=== The problem ===
Give back every line of the entries below word for word, leaving out the pictures.

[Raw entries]
━━━━━━━━━━━━━━━━
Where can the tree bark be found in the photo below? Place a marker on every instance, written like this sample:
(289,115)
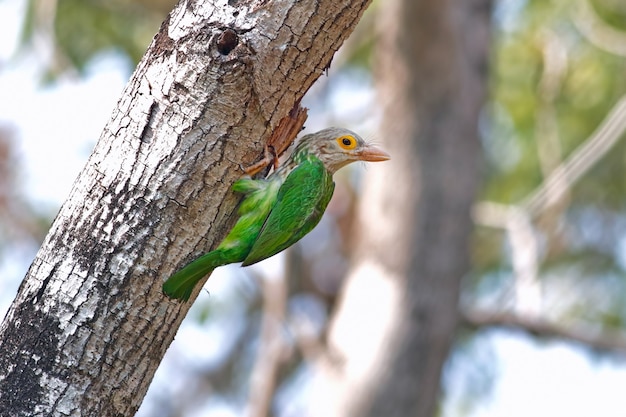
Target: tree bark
(90,325)
(397,317)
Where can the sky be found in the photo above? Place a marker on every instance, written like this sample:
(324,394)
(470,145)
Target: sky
(56,128)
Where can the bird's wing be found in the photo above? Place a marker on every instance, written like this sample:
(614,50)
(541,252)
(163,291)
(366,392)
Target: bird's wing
(300,203)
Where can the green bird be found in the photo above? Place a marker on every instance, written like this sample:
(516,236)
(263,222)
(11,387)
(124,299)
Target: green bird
(279,210)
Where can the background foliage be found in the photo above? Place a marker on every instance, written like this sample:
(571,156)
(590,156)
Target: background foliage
(549,253)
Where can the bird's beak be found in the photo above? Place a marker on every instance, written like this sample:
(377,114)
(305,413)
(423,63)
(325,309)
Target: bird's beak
(373,154)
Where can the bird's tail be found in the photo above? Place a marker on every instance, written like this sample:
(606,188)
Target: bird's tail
(181,284)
━━━━━━━━━━━━━━━━
=== Worked answer ===
Where can the tree bark be found in the photo below? Place a marker on every instance, written like this sample:
(289,115)
Target: tree bark
(90,325)
(397,317)
Where can the sky be found in the photo above? Place a marker on every instance, written like this sample:
(324,394)
(470,145)
Target: sky
(56,128)
Where can the bird's wing be found in the photo above? Place a marker on every instance, written like this sample:
(614,50)
(541,252)
(163,291)
(366,392)
Target: bird's wing
(300,203)
Where can the green bird be found in the photo above? Place a marker on every instance, written like this sample:
(516,236)
(263,222)
(11,387)
(124,299)
Target: green bird
(279,210)
Where can the background foliage be found in the photo above? Place a marker on every instance, written like this sample:
(571,156)
(590,156)
Target: background foliage
(549,253)
Where can the bird's beak be found in the photo above? Place a marker on every instance, written like this sample:
(377,114)
(305,413)
(423,63)
(325,309)
Target: bird's beak
(373,154)
Where can the bird's tail be found in the photo above? Place a marker on every instance, written like this sample:
(606,188)
Target: bird's tail
(181,284)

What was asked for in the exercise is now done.